-- A tarefa --
Reescreva em forma de lista o parágrafo do texto fornecido que começa com "Foi uma eleição bem disputada", de modo mais breve e mantendo os fatos principais.

-- Texto fornecido --

Foi uma eleição bem disputada, a gente perdeu em torno de 5%, foi a diferença dos votos. Uma experiência muito boa. Eu falo todas as vezes que a campanha é uma faculdade que a gente faz, porque você aprende muito. Claro que, se a gente não ganha, você sente, você chora, você fica triste, mas, independentemente do resultado, toda campanha é uma faculdade, porque toda campanha é diferente, e toda campanha você aprende muita coisa, você adquire muito conhecimento. A campanha de prefeito é totalmente diferente da campanha do Legislativo, do que quando você está disputando uma vaga para uma Câmara de Vereadores ou para uma Assembleia Legislativa. Poder Executivo é totalmente diferente. Você precisa conhecer de fato todos os problemas, de tudo que pode ter no município, e isso é um grande desafio. Você tem que ir atrás, você tem que responder, tem que saber. O que você vai propor para o setor urbano, para o campo, para a saúde, para a educação, para o transporte, tudo isso. Mas é um conhecimento muito grande que você adquire, então é uma experiência muito boa. Eu tive essa experiência. Também foi uma experiência muito interessante no resultado dela, porque a gente concorreu para a prefeita e, ao mesmo tempo, fui eleita deputada. Na verdade, assumi como deputada, porque o deputado Péricles foi eleito prefeito em Ponta Grossa. Quando saiu o resultado, Luciana perdeu para prefeita de Francisco Beltrão e, ao mesmo tempo, a manchete era Luciana assume como deputada estadual.

– Sim, vai ser titular.

[Registros de uma coleção de dados]
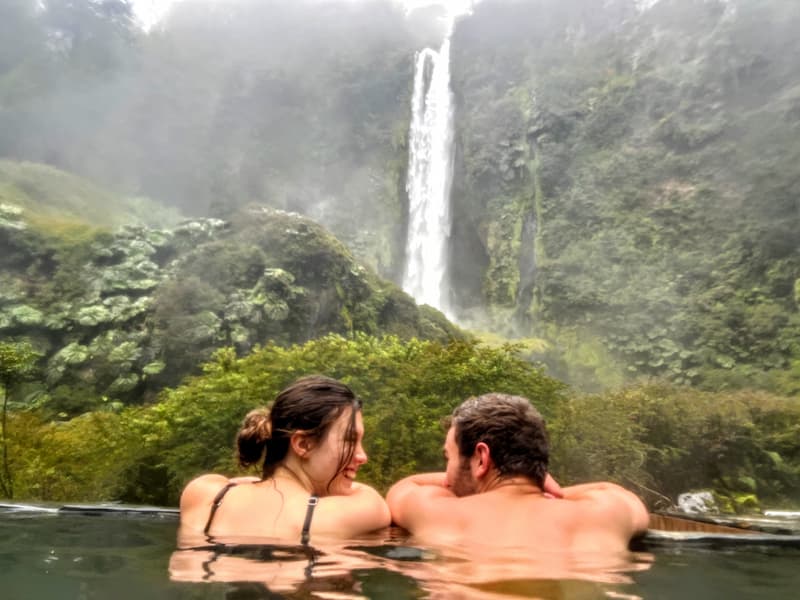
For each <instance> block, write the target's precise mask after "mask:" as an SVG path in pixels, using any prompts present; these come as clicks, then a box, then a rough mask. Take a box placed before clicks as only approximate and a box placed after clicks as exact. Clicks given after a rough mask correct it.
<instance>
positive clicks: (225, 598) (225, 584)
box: [0, 508, 800, 600]
mask: <svg viewBox="0 0 800 600" xmlns="http://www.w3.org/2000/svg"><path fill="white" fill-rule="evenodd" d="M176 532H177V519H176V517H175V515H174V514H165V513H158V512H154V513H152V514H149V515H142V514H135V515H113V514H112V515H105V516H100V515H88V514H84V513H64V512H57V511H55V510H52V511H49V512H47V511H42V510H19V509H8V508H6V509H3V508H0V598H2V599H3V600H29V599H37V598H47V599H54V600H61V599H74V600H93V599H100V598H114V599H122V600H125V599H128V598H130V599H137V600H139V599H142V600H159V599H162V598H163V599H183V598H186V599H193V600H194V599H198V600H201V599H205V598H217V599H225V600H255V599H266V598H270V599H274V598H331V599H345V598H387V599H390V598H391V599H394V598H398V599H402V598H476V599H487V600H488V599H498V600H502V599H506V600H511V599H516V598H546V599H576V600H584V599H593V598H646V599H660V598H681V599H691V598H698V599H699V598H703V599H712V600H714V599H720V600H722V599H725V600H727V599H730V598H760V599H768V600H769V599H778V598H781V599H784V598H797V597H800V575H799V574H798V569H797V567H798V564H800V540H798V538H796V537H787V538H785V540H784V542H783V543H782V544H775V543H772V542H771V541H769V540H766V541H764V540H761V538H754V539H752V540H749V541H746V542H744V543H739V542H741V540H733V539H731V538H730V537H726V536H717V537H713V536H712V537H708V536H705V537H702V538H699V537H698V538H695V539H692V538H687V539H679V538H676V537H675V536H673V537H669V536H666V537H663V538H658V536H656V537H655V538H653V539H651V540H649V541H648V539H647V538H646V539H645V543H644V544H643V551H640V552H632V553H631V554H630V555H629V556H625V557H621V558H618V559H614V560H612V561H610V562H609V561H608V560H607V557H606V558H605V559H604V560H601V558H602V557H592V556H587V557H579V558H578V559H576V558H575V557H572V558H571V559H570V560H569V561H565V560H562V559H563V557H560V558H559V560H557V561H554V555H550V556H546V555H545V554H544V553H543V555H542V556H539V557H530V556H522V555H519V554H517V555H509V556H505V557H499V558H500V559H498V557H496V556H495V557H490V556H488V555H486V554H480V555H472V556H466V555H463V554H460V553H459V552H458V551H457V549H453V551H452V552H451V551H443V550H442V549H432V548H423V547H417V546H414V545H413V544H410V543H409V540H408V539H407V538H406V537H404V536H403V535H401V534H400V533H399V532H397V531H390V532H388V533H387V532H383V533H382V534H380V535H376V536H374V537H369V538H363V539H359V540H352V541H350V542H348V543H343V544H337V545H335V546H325V547H322V548H317V549H316V550H315V551H314V552H310V551H308V550H307V549H304V548H302V547H299V546H294V547H292V546H275V545H272V546H269V545H262V544H246V545H238V546H230V547H221V546H220V547H214V546H213V545H207V546H206V547H200V548H197V549H192V550H178V549H176Z"/></svg>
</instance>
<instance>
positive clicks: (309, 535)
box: [300, 495, 319, 546]
mask: <svg viewBox="0 0 800 600" xmlns="http://www.w3.org/2000/svg"><path fill="white" fill-rule="evenodd" d="M317 502H319V497H318V496H313V495H312V496H310V497H309V498H308V508H307V509H306V520H305V521H304V522H303V532H302V534H301V535H300V543H301V544H303V545H304V546H307V545H308V540H309V539H310V538H311V536H310V534H309V530H310V529H311V517H313V516H314V509H315V508H316V507H317Z"/></svg>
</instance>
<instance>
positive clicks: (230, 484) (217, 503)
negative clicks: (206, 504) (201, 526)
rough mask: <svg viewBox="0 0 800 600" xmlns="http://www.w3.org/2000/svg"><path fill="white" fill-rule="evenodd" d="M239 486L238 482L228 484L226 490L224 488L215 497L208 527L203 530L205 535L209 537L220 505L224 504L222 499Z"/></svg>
mask: <svg viewBox="0 0 800 600" xmlns="http://www.w3.org/2000/svg"><path fill="white" fill-rule="evenodd" d="M235 485H238V484H237V483H236V482H234V481H231V482H230V483H228V484H226V485H225V487H224V488H222V489H221V490H220V491H219V492H217V495H216V496H214V500H213V502H212V503H211V512H210V513H209V514H208V521H206V526H205V528H204V529H203V534H205V535H208V530H209V529H211V521H213V520H214V515H215V514H216V513H217V509H218V508H219V506H220V504H222V499H223V498H224V497H225V494H227V493H228V490H229V489H231V488H232V487H234V486H235Z"/></svg>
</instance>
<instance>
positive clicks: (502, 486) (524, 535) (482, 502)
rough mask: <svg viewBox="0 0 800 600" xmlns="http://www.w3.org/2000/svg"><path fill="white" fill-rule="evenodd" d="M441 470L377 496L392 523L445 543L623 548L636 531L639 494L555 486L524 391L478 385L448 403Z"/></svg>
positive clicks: (423, 535) (592, 547)
mask: <svg viewBox="0 0 800 600" xmlns="http://www.w3.org/2000/svg"><path fill="white" fill-rule="evenodd" d="M444 453H445V459H446V460H447V471H446V473H426V474H421V475H412V476H411V477H407V478H405V479H403V480H401V481H399V482H398V483H396V484H395V485H394V486H392V488H391V489H390V490H389V493H388V495H387V497H386V500H387V503H388V504H389V509H390V510H391V512H392V517H393V520H394V522H395V523H396V524H397V525H400V526H401V527H404V528H406V529H408V530H409V531H411V532H412V533H413V534H415V535H416V536H418V537H421V538H423V539H426V540H431V541H435V542H443V543H452V544H468V543H477V544H491V545H502V546H509V547H510V546H514V547H523V548H524V547H530V548H534V547H535V548H536V549H537V550H543V549H544V550H555V551H561V550H568V551H579V552H580V551H587V552H596V551H602V552H608V551H624V550H625V549H627V546H628V542H629V541H630V539H631V538H632V537H634V536H636V535H637V534H640V533H643V532H644V531H645V530H646V529H647V526H648V522H649V514H648V512H647V509H646V508H645V506H644V504H642V502H641V500H639V498H638V497H636V496H635V495H634V494H632V493H631V492H629V491H627V490H625V489H624V488H622V487H620V486H618V485H615V484H613V483H589V484H584V485H576V486H572V487H567V488H563V489H562V488H561V487H560V486H559V485H558V484H557V483H556V482H555V481H554V480H553V479H552V478H551V477H550V476H549V475H548V474H547V463H548V444H547V433H546V431H545V425H544V420H543V419H542V416H541V415H540V414H539V412H538V411H537V410H536V409H535V408H534V407H533V406H531V404H530V401H529V400H527V399H526V398H522V397H519V396H509V395H506V394H486V395H483V396H480V397H477V398H469V399H468V400H466V401H465V402H464V403H463V404H461V406H459V407H458V408H456V410H455V411H454V412H453V415H452V417H451V423H450V429H449V431H448V432H447V438H446V441H445V444H444Z"/></svg>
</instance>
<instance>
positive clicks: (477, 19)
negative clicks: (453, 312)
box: [452, 0, 800, 387]
mask: <svg viewBox="0 0 800 600" xmlns="http://www.w3.org/2000/svg"><path fill="white" fill-rule="evenodd" d="M586 4H587V3H586V2H582V1H577V0H573V1H568V2H550V1H548V0H542V1H540V2H499V1H491V0H487V1H485V2H482V3H479V4H478V6H477V7H476V10H475V14H474V15H473V16H471V17H470V18H467V19H464V20H462V21H461V22H460V23H459V24H458V26H457V29H456V33H455V36H454V39H453V77H454V81H453V88H454V91H455V93H456V96H457V99H458V109H457V114H456V123H457V128H458V160H457V163H456V165H457V166H456V174H455V177H454V182H455V184H454V191H453V211H454V214H455V218H454V220H455V223H456V224H455V231H454V236H453V239H454V241H453V250H452V260H453V269H452V271H453V275H454V288H455V293H454V297H455V298H457V299H459V300H460V301H461V303H462V310H463V312H464V314H467V315H470V314H474V313H476V312H477V311H481V310H485V311H486V313H488V315H487V317H486V318H487V319H488V321H489V322H490V323H493V326H494V327H503V324H504V323H509V324H511V325H510V326H508V327H507V329H506V330H507V331H508V332H509V333H516V334H523V335H531V334H535V335H538V336H541V337H545V338H547V339H548V340H549V341H550V342H551V343H552V344H553V345H554V348H555V350H557V352H556V353H558V354H560V358H561V359H563V358H565V357H566V359H567V363H570V364H569V366H568V365H567V364H565V363H563V362H560V360H556V359H555V356H554V354H555V353H553V354H551V356H549V357H548V356H545V357H544V358H545V359H546V360H551V359H552V360H551V366H552V367H554V368H555V369H557V372H559V370H560V373H561V374H562V375H563V376H567V377H570V378H571V379H573V380H575V379H576V378H578V379H580V377H581V372H580V371H581V368H587V369H588V370H589V371H588V372H590V373H592V376H597V375H598V374H599V375H600V376H601V379H603V377H605V380H606V383H613V382H620V381H622V380H623V379H624V378H626V377H629V376H642V375H645V376H666V377H668V378H671V379H673V380H675V381H678V382H685V383H695V384H704V385H709V386H712V387H717V386H719V385H721V384H724V383H725V382H727V384H729V385H731V384H732V385H737V383H741V382H742V381H744V380H749V381H750V382H751V383H752V382H753V381H755V380H759V378H762V377H764V376H763V373H765V372H768V371H772V370H778V371H780V370H782V369H790V368H791V365H792V363H793V361H796V359H797V356H798V347H797V339H798V335H799V334H800V319H798V313H797V308H798V305H797V297H796V289H797V281H798V278H799V277H800V251H799V250H798V237H797V231H798V226H800V204H798V198H800V185H799V184H800V176H799V175H798V170H797V166H796V165H797V164H798V158H800V143H798V139H800V138H798V136H797V134H798V131H800V63H798V61H797V57H798V55H800V42H798V40H797V37H796V36H795V35H794V34H793V33H791V32H792V31H793V30H794V28H795V27H797V26H798V25H800V9H798V8H797V7H795V6H794V5H790V4H789V3H785V2H779V1H773V2H759V3H752V2H744V1H733V0H732V1H730V2H692V1H689V0H661V1H660V2H657V3H655V4H654V5H653V6H652V7H651V8H649V9H646V10H640V9H638V8H637V7H636V3H633V2H627V1H623V0H620V1H614V2H606V3H604V5H603V8H602V9H601V8H597V9H596V10H595V9H593V10H591V11H590V10H584V8H585V6H584V5H586ZM476 265H478V268H475V266H476ZM559 363H560V364H559ZM603 370H605V372H604V373H603ZM766 379H769V377H766ZM766 379H762V380H761V381H762V383H764V384H765V385H767V386H769V385H770V384H769V383H768V382H767V381H766Z"/></svg>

-- Resposta escrita --
- A eleição foi bem disputada e foi perdida por uma diferença de cerca de 5% dos votos.
- Toda campanha é como uma faculdade. Mesmo quando há derrota e tristeza, cada campanha é diferente e traz muito aprendizado.
- A campanha para prefeito é totalmente diferente da campanha para o Legislativo (Câmara de Vereadores ou Assembleia Legislativa).
- No Executivo, é preciso conhecer de fato os problemas do município e saber o que propor para o setor urbano, o campo, a saúde, a educação e o transporte, o que é um grande desafio.
- Luciana perdeu a disputa para prefeita de Francisco Beltrão. Ao mesmo tempo, assumiu como deputada estadual, porque o deputado Péricles foi eleito prefeito em Ponta Grossa.
- A manchete foi "Luciana assume como deputada estadual".